### WHAT TO PRODUCE:
Collect all lines from the records below that include the word "tall".

+++ DATA FOR THIS TASK +++

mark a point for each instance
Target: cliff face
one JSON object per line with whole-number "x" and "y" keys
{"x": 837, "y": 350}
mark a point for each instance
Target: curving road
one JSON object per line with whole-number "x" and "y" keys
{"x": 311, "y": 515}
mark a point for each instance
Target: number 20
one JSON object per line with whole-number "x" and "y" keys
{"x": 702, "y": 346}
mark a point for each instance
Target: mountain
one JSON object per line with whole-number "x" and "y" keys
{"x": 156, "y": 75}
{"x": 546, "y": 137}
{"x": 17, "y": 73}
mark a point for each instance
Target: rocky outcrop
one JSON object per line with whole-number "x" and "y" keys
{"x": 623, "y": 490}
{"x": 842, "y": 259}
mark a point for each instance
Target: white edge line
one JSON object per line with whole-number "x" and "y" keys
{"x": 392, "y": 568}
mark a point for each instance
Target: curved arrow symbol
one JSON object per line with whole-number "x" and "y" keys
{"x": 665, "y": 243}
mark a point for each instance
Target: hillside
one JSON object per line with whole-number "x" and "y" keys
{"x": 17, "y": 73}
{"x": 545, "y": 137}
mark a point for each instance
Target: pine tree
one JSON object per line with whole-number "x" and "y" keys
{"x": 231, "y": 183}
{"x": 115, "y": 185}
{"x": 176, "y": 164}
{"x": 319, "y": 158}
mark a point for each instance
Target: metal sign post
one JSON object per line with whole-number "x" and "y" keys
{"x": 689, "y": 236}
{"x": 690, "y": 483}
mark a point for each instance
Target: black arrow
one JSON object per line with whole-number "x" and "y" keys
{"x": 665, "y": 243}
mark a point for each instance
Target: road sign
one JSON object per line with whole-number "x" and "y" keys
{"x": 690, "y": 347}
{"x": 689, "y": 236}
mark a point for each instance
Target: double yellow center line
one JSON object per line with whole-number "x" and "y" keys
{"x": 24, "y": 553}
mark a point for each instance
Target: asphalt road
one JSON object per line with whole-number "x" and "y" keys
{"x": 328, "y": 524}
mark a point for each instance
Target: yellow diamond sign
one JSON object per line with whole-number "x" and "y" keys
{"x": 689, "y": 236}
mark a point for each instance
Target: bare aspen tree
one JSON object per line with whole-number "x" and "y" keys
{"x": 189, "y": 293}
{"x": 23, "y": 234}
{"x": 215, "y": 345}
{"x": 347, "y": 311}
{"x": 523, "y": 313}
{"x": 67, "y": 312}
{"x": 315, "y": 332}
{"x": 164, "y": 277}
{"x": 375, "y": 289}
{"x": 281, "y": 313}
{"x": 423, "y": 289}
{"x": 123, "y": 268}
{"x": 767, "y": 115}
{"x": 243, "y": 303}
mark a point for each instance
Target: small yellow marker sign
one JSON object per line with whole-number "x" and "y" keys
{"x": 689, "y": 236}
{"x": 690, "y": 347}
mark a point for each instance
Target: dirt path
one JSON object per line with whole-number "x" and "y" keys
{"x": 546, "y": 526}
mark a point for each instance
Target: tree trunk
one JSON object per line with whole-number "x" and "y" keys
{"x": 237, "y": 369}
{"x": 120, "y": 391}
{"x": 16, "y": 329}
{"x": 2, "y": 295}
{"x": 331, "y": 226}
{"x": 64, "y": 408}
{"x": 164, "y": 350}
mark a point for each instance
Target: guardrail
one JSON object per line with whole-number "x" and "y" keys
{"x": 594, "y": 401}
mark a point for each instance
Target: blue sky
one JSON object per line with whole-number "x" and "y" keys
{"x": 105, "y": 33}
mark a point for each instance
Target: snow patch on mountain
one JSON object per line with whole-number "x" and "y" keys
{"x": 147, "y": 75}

+++
+++ DATA FOR THIS TASK +++

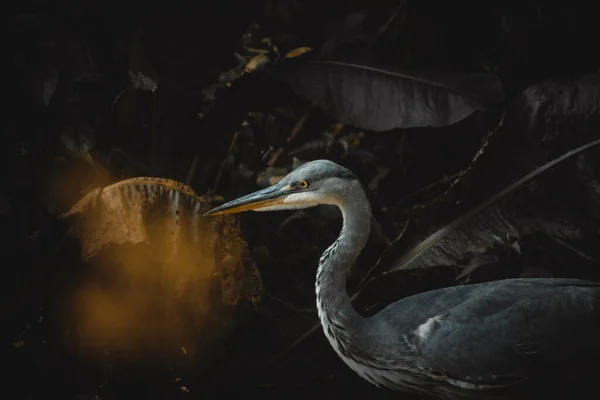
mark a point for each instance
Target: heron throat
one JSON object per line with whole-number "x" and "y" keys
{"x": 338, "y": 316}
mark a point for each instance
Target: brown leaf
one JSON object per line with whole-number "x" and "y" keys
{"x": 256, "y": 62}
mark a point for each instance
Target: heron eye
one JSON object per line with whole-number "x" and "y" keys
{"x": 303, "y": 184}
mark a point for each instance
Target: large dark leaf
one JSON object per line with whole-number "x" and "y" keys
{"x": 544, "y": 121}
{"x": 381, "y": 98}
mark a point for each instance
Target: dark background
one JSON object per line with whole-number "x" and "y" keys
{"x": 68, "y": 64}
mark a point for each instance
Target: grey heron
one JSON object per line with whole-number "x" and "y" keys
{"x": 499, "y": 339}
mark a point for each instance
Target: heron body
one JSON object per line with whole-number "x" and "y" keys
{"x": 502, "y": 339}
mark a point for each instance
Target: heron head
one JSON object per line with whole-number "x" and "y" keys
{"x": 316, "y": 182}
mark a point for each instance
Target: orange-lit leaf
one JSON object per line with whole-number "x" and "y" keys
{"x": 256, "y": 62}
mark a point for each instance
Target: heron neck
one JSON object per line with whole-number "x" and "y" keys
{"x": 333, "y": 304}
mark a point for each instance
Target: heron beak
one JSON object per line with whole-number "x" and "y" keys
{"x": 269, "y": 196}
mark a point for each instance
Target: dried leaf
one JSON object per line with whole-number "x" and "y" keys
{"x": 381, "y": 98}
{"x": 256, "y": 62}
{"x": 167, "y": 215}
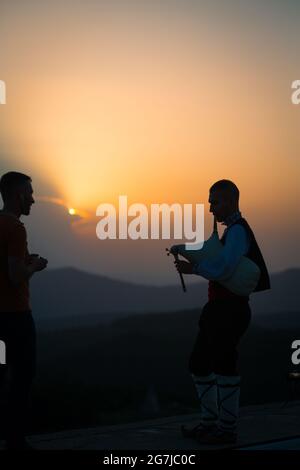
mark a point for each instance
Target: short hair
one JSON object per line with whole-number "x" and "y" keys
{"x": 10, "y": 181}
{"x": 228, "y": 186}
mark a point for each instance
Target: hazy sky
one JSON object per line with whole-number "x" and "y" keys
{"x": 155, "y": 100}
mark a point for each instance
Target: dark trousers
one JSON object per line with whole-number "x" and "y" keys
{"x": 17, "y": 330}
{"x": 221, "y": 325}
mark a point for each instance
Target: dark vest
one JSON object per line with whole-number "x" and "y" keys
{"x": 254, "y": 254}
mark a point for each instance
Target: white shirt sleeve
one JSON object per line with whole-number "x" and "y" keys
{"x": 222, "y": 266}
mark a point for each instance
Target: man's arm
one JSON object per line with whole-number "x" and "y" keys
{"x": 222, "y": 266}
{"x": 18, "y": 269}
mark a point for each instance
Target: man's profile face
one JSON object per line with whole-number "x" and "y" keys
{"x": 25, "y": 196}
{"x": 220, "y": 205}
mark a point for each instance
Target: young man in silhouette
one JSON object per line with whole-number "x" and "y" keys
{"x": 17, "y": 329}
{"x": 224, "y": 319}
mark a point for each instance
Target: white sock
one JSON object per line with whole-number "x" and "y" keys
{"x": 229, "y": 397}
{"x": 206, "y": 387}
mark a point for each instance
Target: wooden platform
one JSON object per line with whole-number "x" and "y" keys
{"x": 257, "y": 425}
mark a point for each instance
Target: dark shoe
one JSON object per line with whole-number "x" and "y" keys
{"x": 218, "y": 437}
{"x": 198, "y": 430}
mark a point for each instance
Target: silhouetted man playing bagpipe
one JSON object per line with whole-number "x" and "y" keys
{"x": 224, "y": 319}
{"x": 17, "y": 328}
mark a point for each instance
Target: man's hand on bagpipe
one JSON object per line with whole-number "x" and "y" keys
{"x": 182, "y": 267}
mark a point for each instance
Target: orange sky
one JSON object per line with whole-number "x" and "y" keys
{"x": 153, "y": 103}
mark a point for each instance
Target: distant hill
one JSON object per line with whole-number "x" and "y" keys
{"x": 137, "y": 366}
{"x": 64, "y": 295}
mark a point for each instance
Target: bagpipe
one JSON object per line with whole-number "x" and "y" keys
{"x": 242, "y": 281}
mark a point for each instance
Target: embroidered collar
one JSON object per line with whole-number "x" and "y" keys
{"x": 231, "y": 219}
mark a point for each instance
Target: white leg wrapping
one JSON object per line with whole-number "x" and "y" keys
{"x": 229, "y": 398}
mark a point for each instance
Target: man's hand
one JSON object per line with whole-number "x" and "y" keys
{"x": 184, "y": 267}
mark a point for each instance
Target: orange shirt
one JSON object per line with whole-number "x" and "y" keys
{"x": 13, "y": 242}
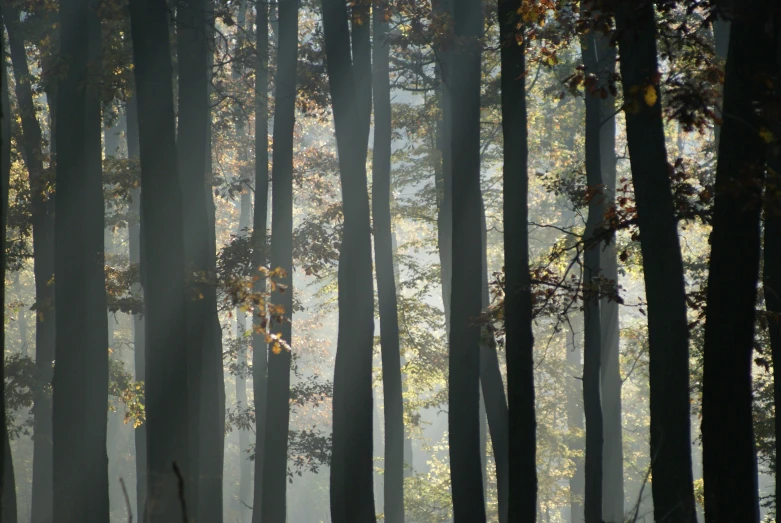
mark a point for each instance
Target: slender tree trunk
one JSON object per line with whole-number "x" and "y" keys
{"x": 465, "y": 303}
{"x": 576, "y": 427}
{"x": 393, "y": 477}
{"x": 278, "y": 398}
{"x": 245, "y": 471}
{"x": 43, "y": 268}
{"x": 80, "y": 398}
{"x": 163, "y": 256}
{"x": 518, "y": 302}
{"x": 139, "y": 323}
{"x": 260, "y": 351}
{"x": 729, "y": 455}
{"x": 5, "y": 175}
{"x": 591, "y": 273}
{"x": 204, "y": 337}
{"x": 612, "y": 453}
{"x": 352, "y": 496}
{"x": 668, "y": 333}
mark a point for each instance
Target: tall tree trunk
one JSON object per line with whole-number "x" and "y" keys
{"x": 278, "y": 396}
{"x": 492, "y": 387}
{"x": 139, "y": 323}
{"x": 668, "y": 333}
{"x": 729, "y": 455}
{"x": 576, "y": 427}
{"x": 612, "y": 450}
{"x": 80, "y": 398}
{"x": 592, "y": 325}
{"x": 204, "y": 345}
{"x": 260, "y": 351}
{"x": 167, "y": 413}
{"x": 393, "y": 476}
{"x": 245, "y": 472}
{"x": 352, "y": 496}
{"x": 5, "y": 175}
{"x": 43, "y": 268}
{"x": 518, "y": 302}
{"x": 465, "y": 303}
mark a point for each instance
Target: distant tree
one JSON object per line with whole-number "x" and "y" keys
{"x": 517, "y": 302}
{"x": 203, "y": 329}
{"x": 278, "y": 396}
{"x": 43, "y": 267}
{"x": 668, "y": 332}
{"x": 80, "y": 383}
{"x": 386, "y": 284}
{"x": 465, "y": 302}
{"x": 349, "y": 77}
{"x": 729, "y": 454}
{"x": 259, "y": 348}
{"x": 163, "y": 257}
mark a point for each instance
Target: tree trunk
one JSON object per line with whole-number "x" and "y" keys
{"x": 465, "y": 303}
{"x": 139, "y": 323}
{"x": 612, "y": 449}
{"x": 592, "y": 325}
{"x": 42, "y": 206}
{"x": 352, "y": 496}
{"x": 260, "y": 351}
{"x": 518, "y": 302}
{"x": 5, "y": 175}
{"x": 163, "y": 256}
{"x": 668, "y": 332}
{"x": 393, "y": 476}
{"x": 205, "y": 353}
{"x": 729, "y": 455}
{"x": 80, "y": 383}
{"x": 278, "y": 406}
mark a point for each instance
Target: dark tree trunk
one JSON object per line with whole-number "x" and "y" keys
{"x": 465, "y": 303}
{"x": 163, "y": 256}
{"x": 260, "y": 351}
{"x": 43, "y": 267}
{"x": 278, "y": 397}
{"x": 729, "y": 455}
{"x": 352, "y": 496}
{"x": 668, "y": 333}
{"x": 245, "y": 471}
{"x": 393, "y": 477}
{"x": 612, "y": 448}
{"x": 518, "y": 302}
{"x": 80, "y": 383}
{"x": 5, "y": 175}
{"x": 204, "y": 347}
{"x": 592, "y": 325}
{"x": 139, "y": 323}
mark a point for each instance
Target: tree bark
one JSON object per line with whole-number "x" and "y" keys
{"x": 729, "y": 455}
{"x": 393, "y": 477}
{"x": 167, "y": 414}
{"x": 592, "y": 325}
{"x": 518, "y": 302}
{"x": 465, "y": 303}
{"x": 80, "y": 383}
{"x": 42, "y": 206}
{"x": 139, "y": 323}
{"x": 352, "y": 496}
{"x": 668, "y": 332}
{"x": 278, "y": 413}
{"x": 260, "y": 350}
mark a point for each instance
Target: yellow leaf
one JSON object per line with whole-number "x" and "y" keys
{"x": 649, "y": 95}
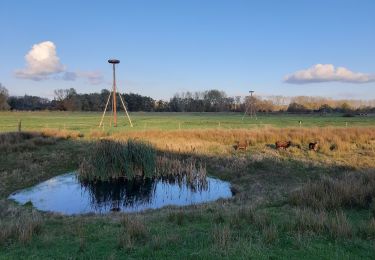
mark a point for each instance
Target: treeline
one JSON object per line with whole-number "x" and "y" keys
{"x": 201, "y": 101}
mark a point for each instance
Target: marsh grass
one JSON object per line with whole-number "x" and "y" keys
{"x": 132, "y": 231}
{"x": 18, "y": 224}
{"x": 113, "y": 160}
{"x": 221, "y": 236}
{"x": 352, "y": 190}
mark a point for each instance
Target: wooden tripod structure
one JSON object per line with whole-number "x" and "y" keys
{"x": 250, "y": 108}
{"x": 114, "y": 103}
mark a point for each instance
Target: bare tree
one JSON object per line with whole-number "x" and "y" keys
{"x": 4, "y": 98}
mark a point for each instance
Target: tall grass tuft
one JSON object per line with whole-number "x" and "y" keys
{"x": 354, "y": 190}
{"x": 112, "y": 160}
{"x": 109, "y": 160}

+++

### TASK RESULT:
Target: tall tree trunk
Target: tall grass tuft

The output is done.